Stored dataset items:
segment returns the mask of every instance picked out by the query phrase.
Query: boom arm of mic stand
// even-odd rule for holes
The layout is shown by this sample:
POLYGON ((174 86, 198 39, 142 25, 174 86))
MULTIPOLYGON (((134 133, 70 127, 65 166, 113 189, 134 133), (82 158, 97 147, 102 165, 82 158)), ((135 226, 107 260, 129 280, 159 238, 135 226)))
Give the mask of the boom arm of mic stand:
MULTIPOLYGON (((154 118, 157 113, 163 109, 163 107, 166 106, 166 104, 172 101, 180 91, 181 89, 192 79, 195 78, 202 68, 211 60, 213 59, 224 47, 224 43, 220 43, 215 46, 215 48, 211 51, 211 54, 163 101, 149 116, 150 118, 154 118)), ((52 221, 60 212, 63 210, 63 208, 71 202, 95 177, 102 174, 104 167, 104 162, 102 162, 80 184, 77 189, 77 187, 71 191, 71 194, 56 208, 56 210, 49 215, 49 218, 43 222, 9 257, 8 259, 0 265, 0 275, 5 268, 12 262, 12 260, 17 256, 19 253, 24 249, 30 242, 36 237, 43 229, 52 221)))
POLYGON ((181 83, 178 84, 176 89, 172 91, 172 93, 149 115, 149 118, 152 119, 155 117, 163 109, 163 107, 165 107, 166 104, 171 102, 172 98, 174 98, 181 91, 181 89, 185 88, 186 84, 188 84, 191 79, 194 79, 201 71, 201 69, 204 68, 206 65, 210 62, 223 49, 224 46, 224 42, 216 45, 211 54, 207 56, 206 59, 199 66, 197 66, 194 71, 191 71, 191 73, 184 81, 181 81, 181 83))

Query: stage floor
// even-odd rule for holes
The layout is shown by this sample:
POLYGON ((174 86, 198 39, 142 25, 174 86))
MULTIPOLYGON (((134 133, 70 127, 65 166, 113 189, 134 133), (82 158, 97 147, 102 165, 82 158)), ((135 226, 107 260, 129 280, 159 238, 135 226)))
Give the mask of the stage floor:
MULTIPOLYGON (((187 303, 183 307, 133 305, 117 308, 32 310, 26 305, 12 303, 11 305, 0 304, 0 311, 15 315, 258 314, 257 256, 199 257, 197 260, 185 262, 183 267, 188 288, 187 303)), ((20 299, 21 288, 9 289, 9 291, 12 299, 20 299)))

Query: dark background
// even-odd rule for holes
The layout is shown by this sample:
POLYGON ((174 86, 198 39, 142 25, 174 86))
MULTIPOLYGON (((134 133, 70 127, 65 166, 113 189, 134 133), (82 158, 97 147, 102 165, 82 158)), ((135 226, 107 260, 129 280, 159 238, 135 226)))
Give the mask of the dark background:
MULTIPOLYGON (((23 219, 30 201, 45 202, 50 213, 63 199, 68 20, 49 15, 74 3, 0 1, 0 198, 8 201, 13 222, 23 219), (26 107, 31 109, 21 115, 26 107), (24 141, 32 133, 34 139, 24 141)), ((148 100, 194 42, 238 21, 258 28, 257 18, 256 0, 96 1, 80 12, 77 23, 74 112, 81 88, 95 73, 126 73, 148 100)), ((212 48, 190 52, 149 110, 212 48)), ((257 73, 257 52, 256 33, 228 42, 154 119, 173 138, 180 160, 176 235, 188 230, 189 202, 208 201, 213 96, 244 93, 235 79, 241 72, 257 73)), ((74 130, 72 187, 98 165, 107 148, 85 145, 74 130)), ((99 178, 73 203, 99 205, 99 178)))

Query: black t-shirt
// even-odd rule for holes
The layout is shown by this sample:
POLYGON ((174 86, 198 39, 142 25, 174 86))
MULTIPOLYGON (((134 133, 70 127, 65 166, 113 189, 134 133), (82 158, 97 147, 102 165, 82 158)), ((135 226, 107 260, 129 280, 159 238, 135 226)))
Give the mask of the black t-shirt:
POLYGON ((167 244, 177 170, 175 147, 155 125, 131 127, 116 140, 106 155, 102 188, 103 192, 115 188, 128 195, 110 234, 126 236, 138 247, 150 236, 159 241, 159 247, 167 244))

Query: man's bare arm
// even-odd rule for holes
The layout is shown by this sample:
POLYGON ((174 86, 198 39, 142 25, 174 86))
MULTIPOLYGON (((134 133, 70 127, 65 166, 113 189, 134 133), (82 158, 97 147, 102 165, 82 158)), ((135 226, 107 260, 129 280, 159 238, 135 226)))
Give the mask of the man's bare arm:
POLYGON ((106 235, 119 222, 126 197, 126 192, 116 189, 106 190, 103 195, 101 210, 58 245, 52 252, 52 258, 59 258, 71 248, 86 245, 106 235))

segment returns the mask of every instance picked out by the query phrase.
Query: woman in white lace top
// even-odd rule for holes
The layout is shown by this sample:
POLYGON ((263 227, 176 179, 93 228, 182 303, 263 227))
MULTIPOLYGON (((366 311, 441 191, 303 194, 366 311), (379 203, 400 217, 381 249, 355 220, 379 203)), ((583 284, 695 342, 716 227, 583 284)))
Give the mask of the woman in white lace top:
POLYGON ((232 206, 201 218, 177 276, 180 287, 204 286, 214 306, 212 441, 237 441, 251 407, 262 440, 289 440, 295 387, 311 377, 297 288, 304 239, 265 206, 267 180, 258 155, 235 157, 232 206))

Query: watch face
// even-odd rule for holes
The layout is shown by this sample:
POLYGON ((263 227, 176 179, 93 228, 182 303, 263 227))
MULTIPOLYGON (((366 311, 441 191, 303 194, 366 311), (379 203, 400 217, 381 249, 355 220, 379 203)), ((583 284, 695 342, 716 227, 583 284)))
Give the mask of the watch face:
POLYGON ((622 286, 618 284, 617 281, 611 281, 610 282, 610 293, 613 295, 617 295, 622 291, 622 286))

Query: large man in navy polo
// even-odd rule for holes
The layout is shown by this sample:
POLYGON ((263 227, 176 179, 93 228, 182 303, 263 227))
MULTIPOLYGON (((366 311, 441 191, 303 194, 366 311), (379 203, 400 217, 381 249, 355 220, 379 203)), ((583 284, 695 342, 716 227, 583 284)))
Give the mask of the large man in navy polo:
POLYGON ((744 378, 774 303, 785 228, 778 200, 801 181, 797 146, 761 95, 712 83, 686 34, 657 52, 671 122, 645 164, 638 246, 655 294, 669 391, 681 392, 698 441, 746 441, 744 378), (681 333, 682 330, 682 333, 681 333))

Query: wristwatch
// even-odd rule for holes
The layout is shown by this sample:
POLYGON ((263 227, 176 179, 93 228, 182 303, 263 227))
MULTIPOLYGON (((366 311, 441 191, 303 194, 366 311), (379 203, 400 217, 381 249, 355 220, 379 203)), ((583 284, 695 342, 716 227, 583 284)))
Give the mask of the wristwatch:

## What needs to be done
Can you reproduce every line of the material between the lines holding "Query: black t-shirt" and "POLYGON ((167 244, 177", inclusive, with each coordinate in the answer outline shifted by -92 and all other lines unchanged?

## Output
Query: black t-shirt
// even-odd rule for holes
The layout is shown by this sample:
POLYGON ((174 86, 198 39, 142 25, 174 86))
MULTIPOLYGON (((134 133, 70 127, 65 166, 113 189, 134 133), (82 158, 97 147, 102 165, 82 158)), ((135 226, 107 260, 129 280, 159 238, 135 226)))
Give the mask of the black t-shirt:
POLYGON ((75 152, 85 78, 83 55, 63 33, 39 35, 24 48, 14 63, 10 96, 11 100, 23 96, 36 103, 18 142, 34 144, 46 155, 58 144, 67 149, 67 155, 75 152))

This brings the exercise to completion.